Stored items
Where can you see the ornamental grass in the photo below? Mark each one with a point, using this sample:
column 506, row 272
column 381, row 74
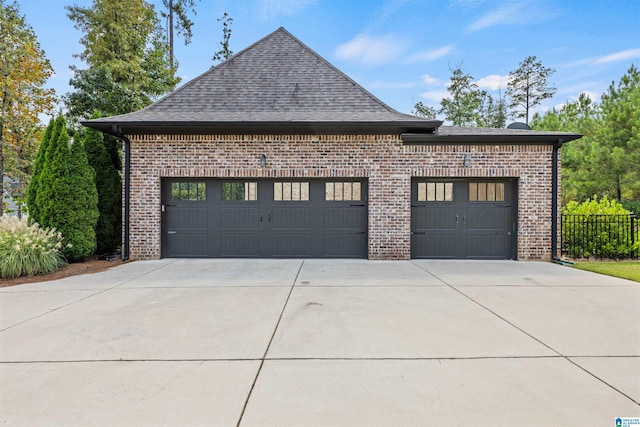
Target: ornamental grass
column 27, row 250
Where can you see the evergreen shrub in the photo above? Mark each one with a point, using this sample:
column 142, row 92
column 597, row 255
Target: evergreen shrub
column 599, row 228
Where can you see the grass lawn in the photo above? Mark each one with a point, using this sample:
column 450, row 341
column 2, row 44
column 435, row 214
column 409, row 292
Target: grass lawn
column 623, row 269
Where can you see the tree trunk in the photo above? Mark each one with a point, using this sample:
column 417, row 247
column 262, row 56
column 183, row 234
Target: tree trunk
column 618, row 189
column 4, row 109
column 173, row 67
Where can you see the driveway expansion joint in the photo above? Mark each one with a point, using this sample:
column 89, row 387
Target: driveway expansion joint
column 246, row 402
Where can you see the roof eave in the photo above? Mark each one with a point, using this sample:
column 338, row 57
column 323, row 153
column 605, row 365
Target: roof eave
column 392, row 127
column 519, row 138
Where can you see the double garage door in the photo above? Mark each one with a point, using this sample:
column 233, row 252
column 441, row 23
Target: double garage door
column 328, row 218
column 264, row 218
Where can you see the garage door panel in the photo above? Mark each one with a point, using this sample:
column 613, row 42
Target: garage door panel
column 290, row 218
column 434, row 218
column 486, row 218
column 336, row 218
column 185, row 244
column 239, row 218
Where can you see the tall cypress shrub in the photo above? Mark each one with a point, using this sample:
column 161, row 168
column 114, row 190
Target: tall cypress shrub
column 107, row 182
column 83, row 205
column 53, row 187
column 32, row 187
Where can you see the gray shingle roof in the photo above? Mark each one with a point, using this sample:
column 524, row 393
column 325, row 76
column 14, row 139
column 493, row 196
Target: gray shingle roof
column 278, row 85
column 276, row 80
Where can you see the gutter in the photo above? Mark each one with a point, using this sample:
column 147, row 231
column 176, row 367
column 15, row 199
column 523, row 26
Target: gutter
column 115, row 130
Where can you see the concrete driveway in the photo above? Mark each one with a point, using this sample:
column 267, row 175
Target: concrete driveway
column 321, row 342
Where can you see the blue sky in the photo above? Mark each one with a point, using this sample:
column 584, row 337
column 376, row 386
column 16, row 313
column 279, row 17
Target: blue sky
column 402, row 50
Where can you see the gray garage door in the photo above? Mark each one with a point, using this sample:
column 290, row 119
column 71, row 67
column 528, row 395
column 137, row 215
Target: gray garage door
column 463, row 219
column 264, row 218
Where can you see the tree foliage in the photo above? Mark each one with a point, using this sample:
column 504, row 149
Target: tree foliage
column 108, row 184
column 461, row 108
column 177, row 13
column 24, row 70
column 65, row 197
column 421, row 110
column 528, row 86
column 606, row 160
column 126, row 54
column 83, row 205
column 492, row 113
column 225, row 52
column 34, row 182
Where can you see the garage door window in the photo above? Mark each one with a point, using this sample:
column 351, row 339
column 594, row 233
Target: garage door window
column 343, row 191
column 239, row 190
column 486, row 192
column 290, row 191
column 189, row 191
column 435, row 191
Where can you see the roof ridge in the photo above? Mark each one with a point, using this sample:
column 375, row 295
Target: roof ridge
column 333, row 67
column 213, row 68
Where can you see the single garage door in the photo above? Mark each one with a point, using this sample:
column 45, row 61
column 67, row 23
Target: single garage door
column 463, row 219
column 264, row 218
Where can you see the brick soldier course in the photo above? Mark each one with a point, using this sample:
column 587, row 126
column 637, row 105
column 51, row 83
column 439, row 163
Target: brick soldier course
column 280, row 99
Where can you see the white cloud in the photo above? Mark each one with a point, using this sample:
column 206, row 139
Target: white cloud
column 379, row 84
column 430, row 80
column 493, row 82
column 520, row 13
column 270, row 9
column 430, row 55
column 435, row 95
column 370, row 50
column 624, row 55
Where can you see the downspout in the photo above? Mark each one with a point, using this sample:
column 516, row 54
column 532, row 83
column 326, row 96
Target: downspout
column 554, row 203
column 127, row 179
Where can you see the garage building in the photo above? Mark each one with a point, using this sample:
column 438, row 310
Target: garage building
column 276, row 153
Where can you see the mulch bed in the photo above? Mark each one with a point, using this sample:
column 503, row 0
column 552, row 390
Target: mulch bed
column 86, row 267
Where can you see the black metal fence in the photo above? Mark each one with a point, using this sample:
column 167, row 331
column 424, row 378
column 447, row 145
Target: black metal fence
column 600, row 236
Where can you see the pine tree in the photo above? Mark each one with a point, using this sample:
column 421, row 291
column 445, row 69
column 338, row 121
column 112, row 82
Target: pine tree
column 107, row 182
column 82, row 204
column 32, row 188
column 528, row 86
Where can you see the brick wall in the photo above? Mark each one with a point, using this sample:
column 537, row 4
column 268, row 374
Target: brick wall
column 383, row 159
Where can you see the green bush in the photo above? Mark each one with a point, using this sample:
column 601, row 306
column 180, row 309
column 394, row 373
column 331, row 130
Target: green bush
column 28, row 249
column 598, row 228
column 632, row 205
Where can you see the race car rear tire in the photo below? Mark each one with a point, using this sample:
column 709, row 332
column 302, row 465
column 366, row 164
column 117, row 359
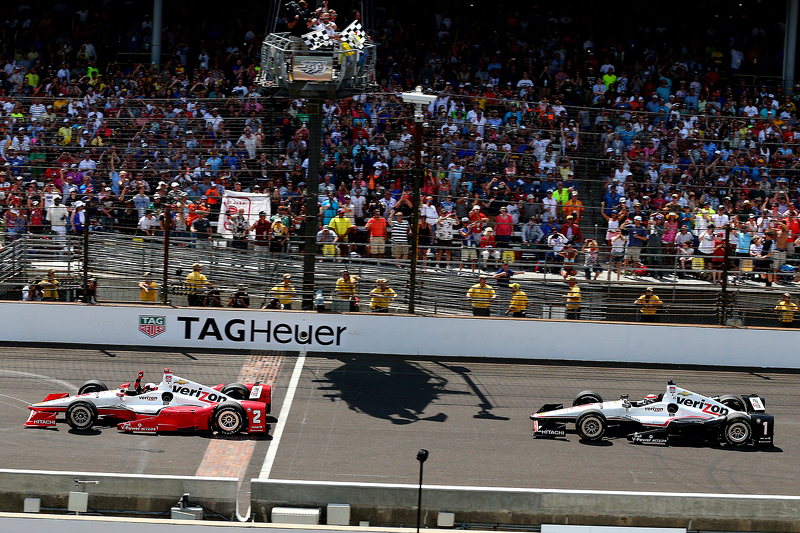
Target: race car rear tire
column 237, row 391
column 737, row 430
column 586, row 397
column 732, row 402
column 591, row 426
column 92, row 385
column 81, row 416
column 229, row 418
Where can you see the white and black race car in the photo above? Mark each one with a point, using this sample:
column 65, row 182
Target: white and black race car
column 174, row 404
column 676, row 415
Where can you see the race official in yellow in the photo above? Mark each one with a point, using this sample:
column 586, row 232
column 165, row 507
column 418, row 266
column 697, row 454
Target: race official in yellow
column 573, row 299
column 284, row 292
column 381, row 296
column 786, row 309
column 481, row 296
column 519, row 302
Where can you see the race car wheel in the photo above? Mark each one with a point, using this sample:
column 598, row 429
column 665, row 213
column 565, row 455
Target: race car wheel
column 237, row 391
column 92, row 386
column 591, row 426
column 734, row 403
column 737, row 430
column 229, row 418
column 586, row 397
column 81, row 416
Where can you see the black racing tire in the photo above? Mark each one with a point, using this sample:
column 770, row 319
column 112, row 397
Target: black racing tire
column 236, row 391
column 229, row 418
column 737, row 430
column 591, row 426
column 586, row 397
column 81, row 415
column 732, row 402
column 92, row 385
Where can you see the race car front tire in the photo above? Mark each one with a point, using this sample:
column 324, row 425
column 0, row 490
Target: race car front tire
column 237, row 391
column 92, row 385
column 81, row 416
column 229, row 418
column 737, row 430
column 586, row 397
column 732, row 402
column 591, row 426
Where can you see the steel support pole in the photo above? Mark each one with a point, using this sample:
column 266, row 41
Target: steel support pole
column 790, row 44
column 155, row 45
column 314, row 109
column 417, row 178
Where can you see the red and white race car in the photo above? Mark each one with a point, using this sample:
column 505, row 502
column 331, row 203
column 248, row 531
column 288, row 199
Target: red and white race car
column 175, row 404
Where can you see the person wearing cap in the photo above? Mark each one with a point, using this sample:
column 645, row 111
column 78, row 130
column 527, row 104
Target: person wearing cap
column 346, row 289
column 381, row 296
column 239, row 299
column 284, row 292
column 149, row 288
column 481, row 295
column 648, row 305
column 519, row 302
column 786, row 309
column 196, row 284
column 573, row 299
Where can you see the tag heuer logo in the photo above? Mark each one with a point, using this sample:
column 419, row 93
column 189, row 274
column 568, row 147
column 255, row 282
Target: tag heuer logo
column 152, row 325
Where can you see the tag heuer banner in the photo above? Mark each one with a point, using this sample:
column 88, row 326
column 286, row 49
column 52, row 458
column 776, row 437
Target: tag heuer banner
column 312, row 68
column 233, row 201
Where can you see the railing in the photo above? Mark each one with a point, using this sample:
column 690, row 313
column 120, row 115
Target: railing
column 119, row 262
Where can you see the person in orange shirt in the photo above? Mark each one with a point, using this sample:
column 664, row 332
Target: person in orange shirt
column 376, row 226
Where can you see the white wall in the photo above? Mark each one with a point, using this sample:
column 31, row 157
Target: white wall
column 408, row 335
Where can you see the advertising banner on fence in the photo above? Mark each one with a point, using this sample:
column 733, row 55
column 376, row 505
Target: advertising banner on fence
column 232, row 201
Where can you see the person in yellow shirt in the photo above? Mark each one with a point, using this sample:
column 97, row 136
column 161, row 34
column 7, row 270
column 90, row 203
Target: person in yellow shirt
column 519, row 301
column 573, row 299
column 481, row 296
column 149, row 289
column 786, row 309
column 649, row 304
column 284, row 292
column 50, row 286
column 381, row 296
column 346, row 289
column 196, row 285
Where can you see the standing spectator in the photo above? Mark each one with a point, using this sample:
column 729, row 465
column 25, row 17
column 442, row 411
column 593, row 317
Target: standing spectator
column 573, row 297
column 519, row 302
column 149, row 289
column 381, row 296
column 400, row 232
column 786, row 309
column 201, row 230
column 239, row 299
column 346, row 289
column 50, row 286
column 376, row 226
column 196, row 285
column 284, row 292
column 648, row 305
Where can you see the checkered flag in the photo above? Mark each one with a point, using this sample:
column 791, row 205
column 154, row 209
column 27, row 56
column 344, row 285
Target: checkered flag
column 316, row 39
column 354, row 35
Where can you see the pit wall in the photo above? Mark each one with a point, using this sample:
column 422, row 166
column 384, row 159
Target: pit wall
column 236, row 329
column 396, row 504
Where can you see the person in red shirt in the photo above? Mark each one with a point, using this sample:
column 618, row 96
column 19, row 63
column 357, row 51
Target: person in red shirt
column 504, row 224
column 376, row 226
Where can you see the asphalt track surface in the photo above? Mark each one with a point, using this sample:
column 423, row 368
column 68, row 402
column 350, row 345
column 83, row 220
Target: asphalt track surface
column 363, row 418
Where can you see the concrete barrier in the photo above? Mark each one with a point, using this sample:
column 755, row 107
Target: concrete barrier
column 131, row 492
column 395, row 504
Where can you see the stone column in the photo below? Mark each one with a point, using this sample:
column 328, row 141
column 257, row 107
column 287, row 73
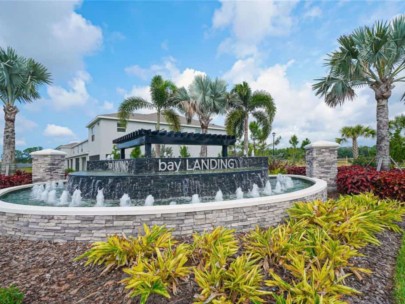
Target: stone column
column 48, row 165
column 321, row 162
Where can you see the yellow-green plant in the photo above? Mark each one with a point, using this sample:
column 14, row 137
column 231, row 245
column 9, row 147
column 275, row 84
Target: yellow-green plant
column 219, row 244
column 313, row 283
column 240, row 282
column 271, row 246
column 119, row 251
column 142, row 283
column 159, row 274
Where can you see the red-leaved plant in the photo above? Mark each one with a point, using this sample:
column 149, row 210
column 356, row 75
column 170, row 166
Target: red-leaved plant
column 19, row 178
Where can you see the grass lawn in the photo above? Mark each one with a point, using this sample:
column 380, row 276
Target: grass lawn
column 400, row 275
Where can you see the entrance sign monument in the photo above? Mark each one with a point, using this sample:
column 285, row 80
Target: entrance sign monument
column 170, row 178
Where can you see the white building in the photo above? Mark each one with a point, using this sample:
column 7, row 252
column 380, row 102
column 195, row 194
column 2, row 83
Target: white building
column 103, row 129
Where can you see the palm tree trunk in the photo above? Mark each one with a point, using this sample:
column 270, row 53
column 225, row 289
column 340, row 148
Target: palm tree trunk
column 246, row 138
column 355, row 148
column 204, row 130
column 8, row 160
column 157, row 146
column 383, row 143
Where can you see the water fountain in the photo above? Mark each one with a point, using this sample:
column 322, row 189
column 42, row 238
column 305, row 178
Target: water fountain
column 76, row 198
column 125, row 200
column 51, row 199
column 195, row 199
column 100, row 198
column 219, row 197
column 149, row 200
column 255, row 191
column 63, row 200
column 239, row 193
column 267, row 188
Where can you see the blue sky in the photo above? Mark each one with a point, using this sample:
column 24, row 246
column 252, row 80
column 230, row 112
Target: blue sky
column 100, row 52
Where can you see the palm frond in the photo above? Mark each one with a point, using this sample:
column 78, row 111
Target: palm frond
column 264, row 120
column 130, row 105
column 172, row 119
column 234, row 122
column 263, row 99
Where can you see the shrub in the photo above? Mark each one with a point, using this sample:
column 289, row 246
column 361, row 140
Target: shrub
column 240, row 282
column 296, row 170
column 385, row 184
column 278, row 166
column 19, row 178
column 11, row 295
column 119, row 251
column 219, row 244
column 158, row 274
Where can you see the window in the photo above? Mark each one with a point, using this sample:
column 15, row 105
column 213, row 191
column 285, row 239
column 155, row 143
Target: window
column 121, row 127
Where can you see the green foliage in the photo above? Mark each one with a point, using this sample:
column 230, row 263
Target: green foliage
column 136, row 152
column 11, row 295
column 400, row 275
column 239, row 283
column 115, row 153
column 242, row 103
column 219, row 244
column 119, row 251
column 159, row 273
column 20, row 77
column 161, row 92
column 69, row 170
column 304, row 260
column 184, row 152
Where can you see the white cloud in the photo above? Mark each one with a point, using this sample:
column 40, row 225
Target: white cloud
column 20, row 142
column 52, row 130
column 108, row 106
column 299, row 111
column 51, row 32
column 136, row 70
column 313, row 12
column 167, row 69
column 165, row 45
column 75, row 96
column 250, row 22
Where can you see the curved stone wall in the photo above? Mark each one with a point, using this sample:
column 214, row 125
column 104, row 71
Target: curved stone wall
column 92, row 224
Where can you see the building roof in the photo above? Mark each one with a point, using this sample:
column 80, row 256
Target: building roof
column 151, row 118
column 142, row 137
column 67, row 146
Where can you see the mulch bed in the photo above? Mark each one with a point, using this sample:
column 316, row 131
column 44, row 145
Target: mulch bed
column 46, row 273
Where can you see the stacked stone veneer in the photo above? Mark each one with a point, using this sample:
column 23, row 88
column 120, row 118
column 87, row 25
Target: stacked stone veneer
column 321, row 162
column 96, row 227
column 48, row 165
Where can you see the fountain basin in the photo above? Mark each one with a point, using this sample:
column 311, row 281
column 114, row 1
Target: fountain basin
column 93, row 224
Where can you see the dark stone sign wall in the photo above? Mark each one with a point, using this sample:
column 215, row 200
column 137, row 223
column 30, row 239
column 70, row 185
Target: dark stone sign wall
column 169, row 178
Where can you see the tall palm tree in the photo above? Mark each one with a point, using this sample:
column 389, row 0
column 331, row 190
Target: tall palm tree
column 161, row 92
column 20, row 78
column 205, row 97
column 370, row 56
column 242, row 103
column 354, row 133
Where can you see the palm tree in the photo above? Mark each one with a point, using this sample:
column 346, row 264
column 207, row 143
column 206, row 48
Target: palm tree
column 161, row 92
column 354, row 133
column 370, row 56
column 19, row 81
column 242, row 103
column 205, row 97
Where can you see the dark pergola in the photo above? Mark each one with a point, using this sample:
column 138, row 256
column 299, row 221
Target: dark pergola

*Exercise prompt*
The answer must be an exact copy of the lines from the start of the records above through the line containing "column 441, row 23", with no pictures in it.

*Written answer*
Where can you see the ornamental grass in the photo below? Mark each one with a point, using this sample:
column 506, row 272
column 381, row 74
Target: ornamental grass
column 27, row 250
Where can you see the evergreen shrub in the photo above? Mark each one with a point, using this sample:
column 142, row 92
column 597, row 255
Target: evergreen shrub
column 599, row 228
Where can you see the grass lawn in the photo above? Mark each one with a point, using this sample:
column 450, row 341
column 2, row 44
column 435, row 214
column 409, row 292
Target: grass lawn
column 623, row 269
Where can you see the tree trunk in the photo above? Mark each one with a point, using this sample:
column 417, row 247
column 262, row 56
column 183, row 234
Target: tree trunk
column 618, row 189
column 4, row 109
column 173, row 67
Where can you see the driveway expansion joint in the photo above? Mark each one with a point, using this sample:
column 89, row 387
Target: driveway expansion joint
column 246, row 402
Where can you see the roof eave in the photo above? Mark each one with a point, using this sample:
column 338, row 57
column 323, row 153
column 605, row 365
Target: roof eave
column 392, row 127
column 519, row 138
Where can you see the double garage door in the photo above? Mark each one with a point, using this sample:
column 233, row 252
column 441, row 23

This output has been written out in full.